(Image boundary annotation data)
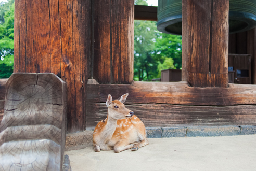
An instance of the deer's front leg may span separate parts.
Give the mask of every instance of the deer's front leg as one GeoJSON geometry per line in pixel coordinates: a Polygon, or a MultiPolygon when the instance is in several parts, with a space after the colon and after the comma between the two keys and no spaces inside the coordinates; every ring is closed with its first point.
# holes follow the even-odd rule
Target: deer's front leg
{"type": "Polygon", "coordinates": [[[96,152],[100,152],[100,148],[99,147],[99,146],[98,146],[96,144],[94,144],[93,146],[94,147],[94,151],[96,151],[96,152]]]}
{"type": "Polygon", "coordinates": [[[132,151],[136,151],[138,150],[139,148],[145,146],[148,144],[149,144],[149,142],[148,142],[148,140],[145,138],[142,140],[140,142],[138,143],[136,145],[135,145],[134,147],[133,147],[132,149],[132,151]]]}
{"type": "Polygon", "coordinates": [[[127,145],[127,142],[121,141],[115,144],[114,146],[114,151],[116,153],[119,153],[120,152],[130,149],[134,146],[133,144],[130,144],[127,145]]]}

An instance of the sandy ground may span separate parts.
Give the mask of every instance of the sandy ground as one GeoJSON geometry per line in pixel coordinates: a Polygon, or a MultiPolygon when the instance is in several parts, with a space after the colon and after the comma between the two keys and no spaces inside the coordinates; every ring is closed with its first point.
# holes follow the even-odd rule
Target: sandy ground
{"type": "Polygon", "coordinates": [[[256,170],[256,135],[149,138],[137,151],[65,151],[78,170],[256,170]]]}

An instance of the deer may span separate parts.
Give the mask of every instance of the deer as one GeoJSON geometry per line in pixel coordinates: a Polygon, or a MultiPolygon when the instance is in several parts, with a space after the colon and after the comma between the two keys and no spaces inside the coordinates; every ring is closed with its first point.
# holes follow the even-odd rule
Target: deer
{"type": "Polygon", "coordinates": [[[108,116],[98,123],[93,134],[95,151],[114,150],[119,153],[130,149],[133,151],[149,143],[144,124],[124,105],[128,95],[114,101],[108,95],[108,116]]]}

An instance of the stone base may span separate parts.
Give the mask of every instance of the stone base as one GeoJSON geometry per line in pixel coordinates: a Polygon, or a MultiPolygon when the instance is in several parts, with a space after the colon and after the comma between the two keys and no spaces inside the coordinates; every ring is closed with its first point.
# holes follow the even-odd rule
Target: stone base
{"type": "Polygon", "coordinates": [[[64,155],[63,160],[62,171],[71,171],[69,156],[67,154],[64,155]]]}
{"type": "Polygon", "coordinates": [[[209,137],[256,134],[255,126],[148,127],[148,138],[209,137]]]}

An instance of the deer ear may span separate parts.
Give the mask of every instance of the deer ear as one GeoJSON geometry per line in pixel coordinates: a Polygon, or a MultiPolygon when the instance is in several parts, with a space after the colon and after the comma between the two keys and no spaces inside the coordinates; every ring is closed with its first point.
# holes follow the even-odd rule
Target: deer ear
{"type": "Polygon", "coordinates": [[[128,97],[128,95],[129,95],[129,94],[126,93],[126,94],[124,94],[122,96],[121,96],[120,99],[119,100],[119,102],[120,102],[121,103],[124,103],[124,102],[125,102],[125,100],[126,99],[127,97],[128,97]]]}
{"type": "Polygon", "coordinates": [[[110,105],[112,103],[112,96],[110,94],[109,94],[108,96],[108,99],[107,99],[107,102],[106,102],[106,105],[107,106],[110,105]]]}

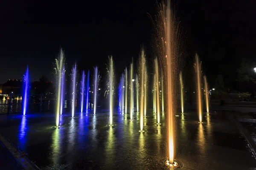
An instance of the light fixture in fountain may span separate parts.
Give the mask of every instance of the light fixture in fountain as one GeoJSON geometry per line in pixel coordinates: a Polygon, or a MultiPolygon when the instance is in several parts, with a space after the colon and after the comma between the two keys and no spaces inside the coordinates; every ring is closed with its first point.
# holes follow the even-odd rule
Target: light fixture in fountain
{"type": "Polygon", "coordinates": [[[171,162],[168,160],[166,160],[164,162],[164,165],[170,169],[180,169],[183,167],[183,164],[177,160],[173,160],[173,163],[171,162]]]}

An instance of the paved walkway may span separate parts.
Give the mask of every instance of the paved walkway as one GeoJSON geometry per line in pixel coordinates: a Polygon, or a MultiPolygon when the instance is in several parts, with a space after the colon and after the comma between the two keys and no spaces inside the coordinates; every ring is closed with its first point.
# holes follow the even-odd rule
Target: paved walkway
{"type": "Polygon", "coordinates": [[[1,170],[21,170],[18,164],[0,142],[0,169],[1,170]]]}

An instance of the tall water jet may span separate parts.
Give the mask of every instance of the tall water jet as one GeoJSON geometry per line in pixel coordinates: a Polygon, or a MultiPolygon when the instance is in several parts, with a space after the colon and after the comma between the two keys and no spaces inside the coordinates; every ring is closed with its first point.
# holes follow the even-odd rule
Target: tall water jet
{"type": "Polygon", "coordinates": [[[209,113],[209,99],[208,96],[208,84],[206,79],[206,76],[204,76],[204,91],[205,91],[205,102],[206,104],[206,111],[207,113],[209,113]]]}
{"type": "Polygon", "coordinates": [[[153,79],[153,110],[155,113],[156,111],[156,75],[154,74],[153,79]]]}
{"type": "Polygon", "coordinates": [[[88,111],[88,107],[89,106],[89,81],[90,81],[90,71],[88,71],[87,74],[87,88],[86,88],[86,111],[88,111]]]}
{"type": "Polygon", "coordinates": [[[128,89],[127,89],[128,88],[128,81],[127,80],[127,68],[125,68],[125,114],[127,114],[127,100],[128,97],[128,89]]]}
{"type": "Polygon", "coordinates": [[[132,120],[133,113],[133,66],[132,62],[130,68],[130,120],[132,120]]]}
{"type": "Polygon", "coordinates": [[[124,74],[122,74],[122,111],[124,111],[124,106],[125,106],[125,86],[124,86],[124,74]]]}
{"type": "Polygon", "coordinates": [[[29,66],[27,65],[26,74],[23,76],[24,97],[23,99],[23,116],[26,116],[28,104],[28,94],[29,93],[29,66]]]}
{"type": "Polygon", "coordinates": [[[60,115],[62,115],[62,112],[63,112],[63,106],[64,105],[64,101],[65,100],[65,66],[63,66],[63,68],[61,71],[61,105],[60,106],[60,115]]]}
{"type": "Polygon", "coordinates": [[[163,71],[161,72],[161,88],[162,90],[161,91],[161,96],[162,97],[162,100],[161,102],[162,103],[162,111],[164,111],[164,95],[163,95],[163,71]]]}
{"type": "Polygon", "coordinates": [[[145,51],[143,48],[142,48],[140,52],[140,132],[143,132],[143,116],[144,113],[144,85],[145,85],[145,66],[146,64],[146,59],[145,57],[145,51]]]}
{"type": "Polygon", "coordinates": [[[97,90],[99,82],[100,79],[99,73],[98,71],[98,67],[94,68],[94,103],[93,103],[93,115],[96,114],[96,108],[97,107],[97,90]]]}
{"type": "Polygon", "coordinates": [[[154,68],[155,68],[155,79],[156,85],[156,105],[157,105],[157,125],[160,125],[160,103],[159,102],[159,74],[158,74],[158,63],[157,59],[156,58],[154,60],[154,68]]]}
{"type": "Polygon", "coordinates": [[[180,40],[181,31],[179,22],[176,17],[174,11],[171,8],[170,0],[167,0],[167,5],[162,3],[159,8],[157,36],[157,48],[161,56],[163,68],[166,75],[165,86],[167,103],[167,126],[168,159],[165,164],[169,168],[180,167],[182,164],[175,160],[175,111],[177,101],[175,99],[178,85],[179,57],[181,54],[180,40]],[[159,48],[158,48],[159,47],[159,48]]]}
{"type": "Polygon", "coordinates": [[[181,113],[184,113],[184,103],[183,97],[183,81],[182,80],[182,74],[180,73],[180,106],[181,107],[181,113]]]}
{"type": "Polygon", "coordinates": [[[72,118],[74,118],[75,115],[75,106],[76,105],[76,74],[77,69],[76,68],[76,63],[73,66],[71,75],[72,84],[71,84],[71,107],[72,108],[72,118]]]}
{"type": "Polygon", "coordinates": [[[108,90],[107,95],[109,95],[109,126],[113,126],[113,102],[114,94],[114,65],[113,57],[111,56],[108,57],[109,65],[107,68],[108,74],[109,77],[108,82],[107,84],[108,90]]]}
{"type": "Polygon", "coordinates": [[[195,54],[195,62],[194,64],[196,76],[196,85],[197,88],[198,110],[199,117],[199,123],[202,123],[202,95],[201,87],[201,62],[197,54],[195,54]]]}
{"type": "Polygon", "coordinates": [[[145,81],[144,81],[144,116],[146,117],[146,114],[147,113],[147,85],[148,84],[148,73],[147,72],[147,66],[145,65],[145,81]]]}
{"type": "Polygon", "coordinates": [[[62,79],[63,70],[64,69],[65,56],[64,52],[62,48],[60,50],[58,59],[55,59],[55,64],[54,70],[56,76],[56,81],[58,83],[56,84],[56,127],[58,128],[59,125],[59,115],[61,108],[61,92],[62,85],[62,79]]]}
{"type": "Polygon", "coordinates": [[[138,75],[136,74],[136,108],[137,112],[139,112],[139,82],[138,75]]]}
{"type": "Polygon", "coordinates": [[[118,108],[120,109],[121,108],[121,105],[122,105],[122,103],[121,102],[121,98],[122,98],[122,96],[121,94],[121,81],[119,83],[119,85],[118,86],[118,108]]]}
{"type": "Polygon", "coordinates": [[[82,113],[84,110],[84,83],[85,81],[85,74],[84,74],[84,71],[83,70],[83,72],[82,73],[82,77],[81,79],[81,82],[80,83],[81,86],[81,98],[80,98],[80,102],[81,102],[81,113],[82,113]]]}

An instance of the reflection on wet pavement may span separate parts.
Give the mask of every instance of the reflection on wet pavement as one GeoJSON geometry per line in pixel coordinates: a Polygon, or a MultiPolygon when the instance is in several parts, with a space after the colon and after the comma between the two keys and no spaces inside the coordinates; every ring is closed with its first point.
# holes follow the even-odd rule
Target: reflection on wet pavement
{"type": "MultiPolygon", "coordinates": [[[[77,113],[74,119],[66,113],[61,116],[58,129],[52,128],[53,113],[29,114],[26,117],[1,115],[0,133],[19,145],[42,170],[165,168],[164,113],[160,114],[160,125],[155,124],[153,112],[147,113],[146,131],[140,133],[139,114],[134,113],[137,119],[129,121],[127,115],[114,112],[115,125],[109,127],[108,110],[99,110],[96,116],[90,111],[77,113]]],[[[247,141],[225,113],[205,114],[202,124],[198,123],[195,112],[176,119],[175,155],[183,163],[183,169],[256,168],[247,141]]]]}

◆ **PROBLEM DETAILS**: Nothing but the lines from the one with "An instance of the reflection" through the end of the data above should be repeated, each exactly as it stands.

◆ **THE RESPONSE**:
An instance of the reflection on wet pavement may span separate parts.
Give the mask of every instance of the reflection on wet pavement as one GeoJSON geometry per line in pixel coordinates: a Polygon, or a MultiPolygon when the instance is in several parts, with a space after the colon and after the comma between the two keys and no spaces inside the coordinates; every ring is closed with its first point.
# holes follow the even-odd rule
Target: reflection on wet pavement
{"type": "MultiPolygon", "coordinates": [[[[77,113],[74,119],[66,113],[61,116],[58,129],[52,128],[53,113],[29,114],[26,117],[1,115],[0,133],[19,145],[42,170],[165,168],[164,113],[160,114],[160,125],[155,124],[153,112],[147,113],[146,131],[140,133],[139,114],[134,113],[137,119],[129,121],[127,115],[114,112],[115,125],[109,127],[108,110],[99,110],[96,116],[90,111],[77,113]]],[[[247,141],[225,113],[205,114],[202,124],[198,123],[195,112],[176,119],[175,155],[183,163],[183,169],[256,168],[247,141]]]]}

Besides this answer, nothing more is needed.